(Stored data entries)
====

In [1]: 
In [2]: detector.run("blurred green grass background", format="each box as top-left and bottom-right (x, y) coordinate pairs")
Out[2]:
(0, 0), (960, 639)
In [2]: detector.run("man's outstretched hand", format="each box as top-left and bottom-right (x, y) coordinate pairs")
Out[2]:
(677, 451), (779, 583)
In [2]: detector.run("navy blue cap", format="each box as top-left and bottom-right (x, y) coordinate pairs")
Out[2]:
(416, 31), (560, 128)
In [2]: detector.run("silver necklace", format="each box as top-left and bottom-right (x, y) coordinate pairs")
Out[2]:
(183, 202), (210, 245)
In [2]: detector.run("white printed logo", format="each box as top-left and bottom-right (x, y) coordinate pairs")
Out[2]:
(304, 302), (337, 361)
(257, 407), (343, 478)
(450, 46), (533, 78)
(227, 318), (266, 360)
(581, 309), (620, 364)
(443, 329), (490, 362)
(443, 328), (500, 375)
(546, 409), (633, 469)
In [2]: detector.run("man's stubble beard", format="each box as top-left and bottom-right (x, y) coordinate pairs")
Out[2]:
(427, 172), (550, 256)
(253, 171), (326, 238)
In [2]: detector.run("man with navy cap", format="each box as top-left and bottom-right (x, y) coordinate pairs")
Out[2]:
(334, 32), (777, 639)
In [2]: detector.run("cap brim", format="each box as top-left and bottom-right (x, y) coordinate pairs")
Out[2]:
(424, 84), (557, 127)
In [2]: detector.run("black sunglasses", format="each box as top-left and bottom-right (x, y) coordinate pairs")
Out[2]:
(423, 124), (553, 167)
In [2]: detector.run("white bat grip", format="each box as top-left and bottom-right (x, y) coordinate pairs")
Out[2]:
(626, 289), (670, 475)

====

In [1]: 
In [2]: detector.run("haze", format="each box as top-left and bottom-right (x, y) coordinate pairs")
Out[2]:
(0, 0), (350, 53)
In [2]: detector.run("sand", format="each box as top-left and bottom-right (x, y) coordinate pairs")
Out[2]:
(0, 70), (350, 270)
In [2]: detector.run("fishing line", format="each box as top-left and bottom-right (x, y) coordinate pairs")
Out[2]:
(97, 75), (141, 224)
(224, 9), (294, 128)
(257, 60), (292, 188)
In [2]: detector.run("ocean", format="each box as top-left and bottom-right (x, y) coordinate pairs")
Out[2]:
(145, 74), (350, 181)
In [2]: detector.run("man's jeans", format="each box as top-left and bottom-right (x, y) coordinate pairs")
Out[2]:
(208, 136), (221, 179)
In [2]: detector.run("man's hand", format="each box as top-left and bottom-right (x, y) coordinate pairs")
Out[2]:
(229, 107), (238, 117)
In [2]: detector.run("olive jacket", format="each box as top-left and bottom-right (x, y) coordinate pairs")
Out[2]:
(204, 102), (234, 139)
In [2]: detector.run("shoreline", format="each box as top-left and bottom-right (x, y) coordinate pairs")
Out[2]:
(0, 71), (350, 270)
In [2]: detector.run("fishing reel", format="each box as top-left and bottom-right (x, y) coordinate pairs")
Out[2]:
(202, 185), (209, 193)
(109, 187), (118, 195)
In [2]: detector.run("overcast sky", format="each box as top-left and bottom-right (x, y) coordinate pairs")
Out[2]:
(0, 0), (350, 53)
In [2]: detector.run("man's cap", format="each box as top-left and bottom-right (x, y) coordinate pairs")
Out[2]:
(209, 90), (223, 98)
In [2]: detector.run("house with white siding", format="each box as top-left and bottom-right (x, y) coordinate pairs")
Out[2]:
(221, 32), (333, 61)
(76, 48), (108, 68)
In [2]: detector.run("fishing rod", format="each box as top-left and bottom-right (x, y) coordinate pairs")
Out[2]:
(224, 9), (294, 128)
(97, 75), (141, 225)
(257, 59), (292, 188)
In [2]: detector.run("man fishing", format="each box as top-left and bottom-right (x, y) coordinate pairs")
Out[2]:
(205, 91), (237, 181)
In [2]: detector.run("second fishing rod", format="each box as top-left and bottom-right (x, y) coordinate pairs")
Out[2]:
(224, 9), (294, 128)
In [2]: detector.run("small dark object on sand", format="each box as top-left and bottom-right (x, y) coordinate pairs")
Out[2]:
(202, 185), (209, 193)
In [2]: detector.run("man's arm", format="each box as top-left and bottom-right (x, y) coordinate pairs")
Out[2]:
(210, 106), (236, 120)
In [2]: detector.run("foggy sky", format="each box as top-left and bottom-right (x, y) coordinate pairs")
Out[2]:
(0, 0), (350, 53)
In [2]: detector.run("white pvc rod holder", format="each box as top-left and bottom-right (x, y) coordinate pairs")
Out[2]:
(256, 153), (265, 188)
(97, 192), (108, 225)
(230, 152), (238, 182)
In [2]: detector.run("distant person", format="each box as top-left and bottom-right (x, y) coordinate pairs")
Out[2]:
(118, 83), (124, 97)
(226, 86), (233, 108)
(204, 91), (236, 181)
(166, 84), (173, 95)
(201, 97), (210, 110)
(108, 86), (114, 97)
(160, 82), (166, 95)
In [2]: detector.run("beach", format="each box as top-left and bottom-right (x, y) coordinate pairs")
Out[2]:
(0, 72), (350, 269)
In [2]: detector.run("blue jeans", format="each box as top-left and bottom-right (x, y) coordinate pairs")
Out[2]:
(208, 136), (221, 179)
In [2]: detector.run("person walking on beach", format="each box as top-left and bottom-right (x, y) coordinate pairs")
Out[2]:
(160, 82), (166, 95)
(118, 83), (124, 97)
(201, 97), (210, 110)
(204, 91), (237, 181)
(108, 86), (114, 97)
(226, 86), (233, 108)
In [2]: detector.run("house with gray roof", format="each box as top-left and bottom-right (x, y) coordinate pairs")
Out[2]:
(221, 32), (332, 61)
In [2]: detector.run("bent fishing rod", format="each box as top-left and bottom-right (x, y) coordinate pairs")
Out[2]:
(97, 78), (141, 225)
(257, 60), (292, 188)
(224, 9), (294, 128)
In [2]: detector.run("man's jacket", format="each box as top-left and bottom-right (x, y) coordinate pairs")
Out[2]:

====

*Challenge*. Show every line of the material above that contains the string "sand", with case counting.

*Solved problem*.
In [2]: detector.run("sand", format="each box as top-left and bottom-right (x, y) coordinate pairs")
In [2]: detector.run("small dark object on sand", format="each box as top-left and bottom-right (x, y) coordinate pairs")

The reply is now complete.